(Source records):
====
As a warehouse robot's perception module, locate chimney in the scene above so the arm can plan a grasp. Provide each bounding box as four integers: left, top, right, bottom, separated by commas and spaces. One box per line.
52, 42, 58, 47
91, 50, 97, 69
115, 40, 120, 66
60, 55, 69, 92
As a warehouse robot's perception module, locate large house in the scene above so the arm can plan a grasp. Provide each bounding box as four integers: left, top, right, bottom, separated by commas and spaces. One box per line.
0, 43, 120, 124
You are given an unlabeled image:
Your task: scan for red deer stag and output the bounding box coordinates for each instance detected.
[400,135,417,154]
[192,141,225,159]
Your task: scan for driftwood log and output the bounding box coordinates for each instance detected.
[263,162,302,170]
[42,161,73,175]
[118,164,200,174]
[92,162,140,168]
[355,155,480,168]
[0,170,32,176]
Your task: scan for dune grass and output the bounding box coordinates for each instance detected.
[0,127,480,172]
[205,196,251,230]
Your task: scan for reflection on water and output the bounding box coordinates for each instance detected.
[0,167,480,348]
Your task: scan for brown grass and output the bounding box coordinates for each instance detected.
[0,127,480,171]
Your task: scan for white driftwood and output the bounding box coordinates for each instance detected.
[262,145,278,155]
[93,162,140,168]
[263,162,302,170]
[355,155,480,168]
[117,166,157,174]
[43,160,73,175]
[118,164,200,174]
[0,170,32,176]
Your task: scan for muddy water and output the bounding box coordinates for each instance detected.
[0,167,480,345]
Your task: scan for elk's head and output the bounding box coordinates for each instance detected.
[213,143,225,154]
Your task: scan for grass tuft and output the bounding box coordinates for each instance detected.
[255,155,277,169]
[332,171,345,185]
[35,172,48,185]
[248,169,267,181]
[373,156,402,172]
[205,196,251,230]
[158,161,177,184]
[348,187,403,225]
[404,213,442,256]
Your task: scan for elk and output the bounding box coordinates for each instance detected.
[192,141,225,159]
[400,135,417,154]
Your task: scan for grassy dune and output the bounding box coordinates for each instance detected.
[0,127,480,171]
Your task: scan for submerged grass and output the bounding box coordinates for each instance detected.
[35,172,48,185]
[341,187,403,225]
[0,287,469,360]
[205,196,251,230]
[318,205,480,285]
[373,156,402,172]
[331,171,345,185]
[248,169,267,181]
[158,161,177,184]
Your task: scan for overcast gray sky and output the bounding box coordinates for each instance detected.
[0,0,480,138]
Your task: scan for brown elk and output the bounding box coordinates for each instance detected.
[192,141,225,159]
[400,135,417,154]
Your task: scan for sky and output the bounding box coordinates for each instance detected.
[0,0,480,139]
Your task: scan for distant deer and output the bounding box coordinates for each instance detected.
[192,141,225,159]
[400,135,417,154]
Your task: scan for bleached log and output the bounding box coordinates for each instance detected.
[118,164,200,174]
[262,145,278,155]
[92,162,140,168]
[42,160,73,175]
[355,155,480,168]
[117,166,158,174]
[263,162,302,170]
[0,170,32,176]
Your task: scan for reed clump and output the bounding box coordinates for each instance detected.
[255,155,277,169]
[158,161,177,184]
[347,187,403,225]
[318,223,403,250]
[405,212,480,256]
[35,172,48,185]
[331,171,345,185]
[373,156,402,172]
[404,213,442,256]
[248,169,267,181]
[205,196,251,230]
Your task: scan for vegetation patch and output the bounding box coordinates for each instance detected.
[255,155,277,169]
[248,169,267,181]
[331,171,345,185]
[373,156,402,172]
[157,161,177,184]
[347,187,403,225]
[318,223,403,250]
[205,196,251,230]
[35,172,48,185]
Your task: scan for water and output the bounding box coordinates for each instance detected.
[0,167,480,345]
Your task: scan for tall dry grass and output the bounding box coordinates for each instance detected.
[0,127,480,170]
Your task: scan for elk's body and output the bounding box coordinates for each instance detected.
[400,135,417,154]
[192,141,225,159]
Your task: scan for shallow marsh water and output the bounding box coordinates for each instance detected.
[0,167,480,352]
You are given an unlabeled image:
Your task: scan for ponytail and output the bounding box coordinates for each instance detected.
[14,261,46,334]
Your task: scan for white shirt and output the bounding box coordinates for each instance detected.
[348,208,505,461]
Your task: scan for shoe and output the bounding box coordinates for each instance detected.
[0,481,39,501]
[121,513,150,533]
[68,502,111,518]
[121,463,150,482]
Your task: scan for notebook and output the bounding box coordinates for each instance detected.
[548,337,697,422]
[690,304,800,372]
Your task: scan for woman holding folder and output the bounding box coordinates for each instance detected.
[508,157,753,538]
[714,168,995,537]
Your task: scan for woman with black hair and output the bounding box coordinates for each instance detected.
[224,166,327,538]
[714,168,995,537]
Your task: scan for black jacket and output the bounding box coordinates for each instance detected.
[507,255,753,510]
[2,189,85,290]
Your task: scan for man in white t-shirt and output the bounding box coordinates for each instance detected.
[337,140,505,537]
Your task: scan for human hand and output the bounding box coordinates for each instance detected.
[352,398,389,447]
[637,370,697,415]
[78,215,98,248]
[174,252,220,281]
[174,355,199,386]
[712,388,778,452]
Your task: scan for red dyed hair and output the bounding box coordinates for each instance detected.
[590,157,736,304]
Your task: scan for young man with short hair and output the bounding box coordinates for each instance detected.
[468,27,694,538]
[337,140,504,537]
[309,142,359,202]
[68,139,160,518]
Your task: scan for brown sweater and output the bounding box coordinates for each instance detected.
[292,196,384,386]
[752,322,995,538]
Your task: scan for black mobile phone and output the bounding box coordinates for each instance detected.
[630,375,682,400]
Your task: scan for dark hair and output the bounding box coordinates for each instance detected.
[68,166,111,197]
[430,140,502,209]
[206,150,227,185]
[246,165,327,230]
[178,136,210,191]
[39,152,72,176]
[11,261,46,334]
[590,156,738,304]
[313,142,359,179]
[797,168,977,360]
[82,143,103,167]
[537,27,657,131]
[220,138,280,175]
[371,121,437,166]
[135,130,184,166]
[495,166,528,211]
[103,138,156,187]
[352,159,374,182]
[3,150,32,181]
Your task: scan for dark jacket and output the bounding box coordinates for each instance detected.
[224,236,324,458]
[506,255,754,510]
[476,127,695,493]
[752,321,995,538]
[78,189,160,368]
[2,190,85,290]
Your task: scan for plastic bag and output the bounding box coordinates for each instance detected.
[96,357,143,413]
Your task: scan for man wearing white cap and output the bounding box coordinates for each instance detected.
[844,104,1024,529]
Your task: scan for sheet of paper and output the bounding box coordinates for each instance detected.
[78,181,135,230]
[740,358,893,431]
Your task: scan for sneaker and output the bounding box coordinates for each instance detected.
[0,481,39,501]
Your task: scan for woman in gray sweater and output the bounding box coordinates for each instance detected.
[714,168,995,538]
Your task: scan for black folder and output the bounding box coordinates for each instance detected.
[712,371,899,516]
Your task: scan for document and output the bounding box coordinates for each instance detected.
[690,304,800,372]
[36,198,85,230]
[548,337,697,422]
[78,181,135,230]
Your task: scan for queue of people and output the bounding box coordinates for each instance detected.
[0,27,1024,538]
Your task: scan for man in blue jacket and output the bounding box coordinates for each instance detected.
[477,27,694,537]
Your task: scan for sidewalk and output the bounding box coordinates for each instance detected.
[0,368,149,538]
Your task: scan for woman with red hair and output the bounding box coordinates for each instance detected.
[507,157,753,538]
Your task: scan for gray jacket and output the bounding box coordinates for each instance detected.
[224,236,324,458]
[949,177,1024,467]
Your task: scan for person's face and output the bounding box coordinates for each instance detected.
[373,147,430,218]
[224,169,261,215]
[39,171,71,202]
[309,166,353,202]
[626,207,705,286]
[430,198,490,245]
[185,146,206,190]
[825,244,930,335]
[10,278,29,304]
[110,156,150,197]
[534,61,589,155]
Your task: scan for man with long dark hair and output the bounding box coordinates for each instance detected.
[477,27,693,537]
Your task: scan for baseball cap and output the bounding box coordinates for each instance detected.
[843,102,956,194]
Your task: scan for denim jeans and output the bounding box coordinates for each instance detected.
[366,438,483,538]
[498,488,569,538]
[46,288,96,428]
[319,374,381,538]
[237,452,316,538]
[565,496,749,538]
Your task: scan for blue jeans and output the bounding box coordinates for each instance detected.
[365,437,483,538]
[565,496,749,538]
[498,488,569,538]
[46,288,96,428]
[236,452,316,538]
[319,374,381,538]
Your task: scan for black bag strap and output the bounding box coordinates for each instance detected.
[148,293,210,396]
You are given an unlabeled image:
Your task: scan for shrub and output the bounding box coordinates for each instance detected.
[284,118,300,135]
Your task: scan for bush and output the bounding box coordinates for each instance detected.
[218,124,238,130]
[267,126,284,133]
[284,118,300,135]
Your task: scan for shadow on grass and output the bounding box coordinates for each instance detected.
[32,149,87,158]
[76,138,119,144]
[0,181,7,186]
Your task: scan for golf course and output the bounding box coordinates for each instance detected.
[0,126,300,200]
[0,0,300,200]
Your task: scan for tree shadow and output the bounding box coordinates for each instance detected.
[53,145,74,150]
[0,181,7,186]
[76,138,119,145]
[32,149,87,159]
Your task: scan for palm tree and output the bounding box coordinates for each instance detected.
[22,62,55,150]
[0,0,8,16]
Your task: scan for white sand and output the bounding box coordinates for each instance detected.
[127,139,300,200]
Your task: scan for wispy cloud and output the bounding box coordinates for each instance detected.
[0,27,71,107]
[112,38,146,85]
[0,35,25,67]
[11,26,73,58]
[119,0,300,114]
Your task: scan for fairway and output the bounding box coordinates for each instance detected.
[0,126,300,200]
====
(Exercise brief): Retype everything in the records from the line containing "Your task: scan for queue" down to the line containing "[949,177,1024,467]", including both of those lines, with no changes.

(Exercise answer):
Your task: scan for queue of people and output the bounding box coordinates for each instance detected.
[0,27,1024,538]
Your task: scan for man in blue jacket and output the bounding box coordinates for each instance detected.
[477,27,694,537]
Your task: scan for sidewalk and output the bounding box coordinates for each instance detected.
[0,368,149,538]
Your task: scan for woman with red hair and output the bounding box coordinates for each instance detected.
[507,157,753,538]
Your task: scan for gray jacket and output the bounding box coordinates for each instance detected.
[224,236,324,458]
[949,177,1024,467]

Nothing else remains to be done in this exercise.